[Stored data]
########
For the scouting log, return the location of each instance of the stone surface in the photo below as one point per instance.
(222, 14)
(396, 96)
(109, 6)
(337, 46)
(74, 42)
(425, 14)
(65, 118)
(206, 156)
########
__Set problem__: Rewrite the material, replacing "stone surface" with "rock face" and leaving everything else unchanged.

__Output for this exercise__:
For the scouting log, return the location of each instance of the rock face in the photo below as one point per instance.
(222, 14)
(396, 96)
(109, 6)
(337, 46)
(74, 42)
(425, 14)
(65, 118)
(206, 156)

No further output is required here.